Start of PASSAGE TO READ

Letters of A C Swinburne and his sisters

Level

Sub-fonds

Administrative / Biographical history

Algernon Charles Swinburne (1837-1909) was an English poet and critic, born in London and raised partly on the Isle of Wight. He was the eldest son of Captain (later Admiral) Charles Henry Swinburne and Lady Jane Henrietta Swinburne, daughter of the 3rd Earl of Ashburnham. Educated at Eton College (1849-1853), where he began writing poetry, he later attended Balliol College, Oxford, but did not complete a degree. Swinburne became associated with the Pre-Raphaelite circle and achieved wide literary acclaim in the mid-Victorian period. He was nominated several times for the Nobel Prize in Literature between 1903 and 1909. In later life he suffered from alcoholism and lived under the care of his friend Theodore Watts-Dunton at The Pines, Putney. Swinburne died there in 1909 and was buried on the Isle of Wight.

Isabel Swinburne (1846-1915), Alice Swinburne (1839-1903), and Charlotte Jane Swinburne (1842-1899) were sisters of the poet Algernon Charles Swinburne. During the 1890s they lived together in London with their mother, Jane Swinburn. All three sisters supported the work of the Rev. Michael Rosenthal and his mission activities among the Jews of London’s East End. Isabel Swinburne was an active member of Rosenthal’s Hebrew Guild of Intercession and served on the council of his church, St Mark’s, Whitechapel.

Isabel Swinburne also formed a close friendship with Beatrice Rosenthal, particularly through their shared involvement in Rosenthal’s work and their mutual interests in literature and poetry. The Swinburne family’s engagement with contemporary Jewish issues is reflected in A C Swinburne’s poem On the Russian Persecution of the Jews (1882), written in response to the anti-Jewish pogroms in Russia. This suggests a wider family interest in, and sympathy towards, Jewish communities and the social challenges they faced in late nineteenth-century London.

Beatrice Esther Rosenthal (1875-1953) was a writer, journalist and author. She was born in Primrose Hill, London, the daughter of the Rev. Michael Rosenthal and Mary Margoliouth.
Her father, Michael Rosenthal, was descended from distinguished rabbinical families from Lithuania. After receiving a rabbinical education and travelling extensively, he settled in London in the late 1860s. As a young rabbi he converted to Christianity and trained for ordination in the Church of England, studying at the College of the London Society for Promoting Christianity among the Jews, which was active in the East End of London among Jewish immigrant communities. He served as curate to the Rev. Samuel John Stone at Haggerston in 1875, was ordained in 1881. As a vicar, he was given St Mark’s Church, Whitechapel, in 1899, where he based his East London Mission to the Jews and also established the Hebrew Guild of Intercession, serving as its Warden. During the 1880s and 1890s he faced harrassment from the Jewish community as well as the challenges of anti-semitism. He died in 1907.

Beatrice’s mother, Mary Margoliouth, was the daughter of Ezekiel Margoliouth (1814-1894), a member of a prominent Polish rabbinical family who had converted to Christianity before moving to England in about 1848. He was closely associated with the London Society for Promoting Christianity among the Jews from 1850 until late in life. Beatrice was thus connected to a wider family network that included notable scholars, among them her uncle, David S. Margoliouth, a renowned Arabic scholar.

End of PASSAGE TO READ
Start of EXTRACTED MATERIAL

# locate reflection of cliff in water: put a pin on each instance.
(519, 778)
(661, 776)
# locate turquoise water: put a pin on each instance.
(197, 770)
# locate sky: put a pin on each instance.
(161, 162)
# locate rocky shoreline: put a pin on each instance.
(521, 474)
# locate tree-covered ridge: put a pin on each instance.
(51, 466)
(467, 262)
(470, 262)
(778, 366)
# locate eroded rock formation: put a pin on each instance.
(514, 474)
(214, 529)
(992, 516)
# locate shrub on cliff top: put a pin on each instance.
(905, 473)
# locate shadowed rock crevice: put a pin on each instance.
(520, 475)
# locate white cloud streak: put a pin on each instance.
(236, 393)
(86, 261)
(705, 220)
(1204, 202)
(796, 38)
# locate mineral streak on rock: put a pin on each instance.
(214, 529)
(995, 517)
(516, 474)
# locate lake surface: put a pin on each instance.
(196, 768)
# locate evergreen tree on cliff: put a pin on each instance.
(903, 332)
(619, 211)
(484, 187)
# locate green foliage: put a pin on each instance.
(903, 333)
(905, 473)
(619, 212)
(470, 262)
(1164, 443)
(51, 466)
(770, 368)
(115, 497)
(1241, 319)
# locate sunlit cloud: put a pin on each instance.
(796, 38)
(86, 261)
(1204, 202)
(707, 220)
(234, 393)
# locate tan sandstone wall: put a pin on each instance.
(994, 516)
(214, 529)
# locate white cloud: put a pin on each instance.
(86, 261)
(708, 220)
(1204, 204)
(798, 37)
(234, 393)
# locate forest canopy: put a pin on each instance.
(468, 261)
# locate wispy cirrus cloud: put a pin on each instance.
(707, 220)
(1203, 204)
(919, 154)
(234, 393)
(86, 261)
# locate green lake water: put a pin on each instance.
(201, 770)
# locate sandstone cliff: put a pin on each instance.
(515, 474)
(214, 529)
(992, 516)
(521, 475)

End of EXTRACTED MATERIAL

(TASK LIST):
1 - Answer these from the description of the Swinburne letters:
(a) Where was Algernon Charles Swinburne buried?
(b) Which church was Michael Rosenthal given as vicar in 1899?
(c) Which uncle of Beatrice Rosenthal was a renowned Arabic scholar?
2 - Rewrite the stretch of the listing from the line containing "# locate shadowed" through the end of the listing, changing every "pin" to "marker" and keeping all else the same.

(THE RESULTS):
1 -
(a) On the Isle of Wight.
(b) St Mark's Church, Whitechapel.
(c) David S. Margoliouth.

2 -
# locate shadowed rock crevice: put a marker on each instance.
(520, 475)
# locate white cloud streak: put a marker on each instance.
(236, 393)
(86, 261)
(705, 220)
(1204, 202)
(796, 38)
# locate mineral streak on rock: put a marker on each instance.
(214, 529)
(995, 517)
(516, 474)
# locate lake surface: put a marker on each instance.
(196, 768)
# locate evergreen tree on cliff: put a marker on each instance.
(903, 332)
(619, 211)
(484, 187)
# locate green foliage: put a marker on each instance.
(903, 333)
(905, 473)
(619, 212)
(470, 262)
(1164, 443)
(51, 466)
(770, 368)
(115, 497)
(1241, 319)
# locate sunlit cloud: put a marker on each instance.
(796, 38)
(86, 261)
(1204, 202)
(707, 220)
(234, 393)
# locate tan sandstone wall: put a marker on each instance.
(994, 516)
(214, 529)
# locate white cloud: put a marker on each instance.
(86, 261)
(708, 220)
(1204, 204)
(798, 37)
(234, 393)
# locate forest canopy: put a marker on each instance.
(468, 261)
# locate wispy cirrus cloud: put a marker on each instance.
(707, 220)
(1203, 204)
(919, 154)
(234, 393)
(86, 261)
# locate green lake water: put a marker on each instance.
(201, 770)
# locate sandstone cliff: put a marker on each instance.
(515, 474)
(214, 529)
(992, 516)
(521, 475)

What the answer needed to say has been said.